What is expected: Output the data below exactly. Leave nothing out.

(Referring expression data)
________________________________________

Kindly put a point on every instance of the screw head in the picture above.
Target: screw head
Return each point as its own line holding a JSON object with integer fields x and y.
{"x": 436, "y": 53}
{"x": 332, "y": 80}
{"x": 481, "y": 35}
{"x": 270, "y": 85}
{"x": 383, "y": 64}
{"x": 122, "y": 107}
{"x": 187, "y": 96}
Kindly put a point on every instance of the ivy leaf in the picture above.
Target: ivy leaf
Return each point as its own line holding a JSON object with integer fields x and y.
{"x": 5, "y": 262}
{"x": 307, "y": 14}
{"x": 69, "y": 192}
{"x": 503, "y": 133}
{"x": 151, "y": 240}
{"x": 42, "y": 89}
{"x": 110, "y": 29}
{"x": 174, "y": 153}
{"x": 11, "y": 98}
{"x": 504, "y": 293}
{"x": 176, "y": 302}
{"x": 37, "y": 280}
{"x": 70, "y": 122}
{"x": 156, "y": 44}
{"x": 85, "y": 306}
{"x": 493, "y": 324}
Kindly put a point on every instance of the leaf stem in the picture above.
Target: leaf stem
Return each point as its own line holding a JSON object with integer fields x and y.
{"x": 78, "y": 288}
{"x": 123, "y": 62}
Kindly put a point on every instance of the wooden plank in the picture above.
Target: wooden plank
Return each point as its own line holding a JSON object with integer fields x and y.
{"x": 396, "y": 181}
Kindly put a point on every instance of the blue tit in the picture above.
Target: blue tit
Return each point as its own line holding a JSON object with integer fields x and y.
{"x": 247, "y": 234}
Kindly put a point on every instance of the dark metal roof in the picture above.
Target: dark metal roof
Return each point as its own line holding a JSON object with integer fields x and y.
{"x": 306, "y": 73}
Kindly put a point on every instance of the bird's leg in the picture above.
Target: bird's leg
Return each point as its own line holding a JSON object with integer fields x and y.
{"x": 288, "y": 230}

________________________________________

Solved problem:
Kindly put a point on every instance of the screw head in the picture above.
Target: screw head
Return each point as its own line holding a JSON object with integer fields x and y.
{"x": 436, "y": 53}
{"x": 332, "y": 80}
{"x": 481, "y": 35}
{"x": 270, "y": 85}
{"x": 383, "y": 64}
{"x": 122, "y": 107}
{"x": 187, "y": 96}
Kindly put a point on every instance of the ivy leaf in the picture above.
Target: ivy leaf
Return each point as its own line holding a JSON object with integer fields x and y.
{"x": 5, "y": 262}
{"x": 307, "y": 14}
{"x": 69, "y": 192}
{"x": 503, "y": 133}
{"x": 151, "y": 240}
{"x": 42, "y": 89}
{"x": 110, "y": 29}
{"x": 174, "y": 153}
{"x": 11, "y": 98}
{"x": 504, "y": 293}
{"x": 176, "y": 302}
{"x": 37, "y": 280}
{"x": 70, "y": 122}
{"x": 156, "y": 44}
{"x": 85, "y": 306}
{"x": 493, "y": 324}
Kindly put a point on every instance of the leaf stem in the picture above.
Target: leaf stem
Return each point as its own line holding a JSON object with integer fields x and y.
{"x": 78, "y": 288}
{"x": 123, "y": 62}
Kindly put a point on every instance of the wooden plank in the picture above.
Target: wooden plank
Return each point as its own line holding a JSON object with integer fields x and y.
{"x": 396, "y": 181}
Kindly put a point on every instance of the blue tit in the picture above.
Target: blue tit
Return each point as its own line holding a JSON object with integer fields x and y.
{"x": 247, "y": 234}
Kindly put a point on every instance of the dark metal roof in the picture above.
Target: dark metal roof
Return each point as its own line holding a JSON object with integer fields x and y.
{"x": 306, "y": 73}
Kindly put a point on every instance of the bird's leg in the picture above.
Target: bird's leg
Return each point as its own line holding a JSON object with integer fields x and y.
{"x": 288, "y": 230}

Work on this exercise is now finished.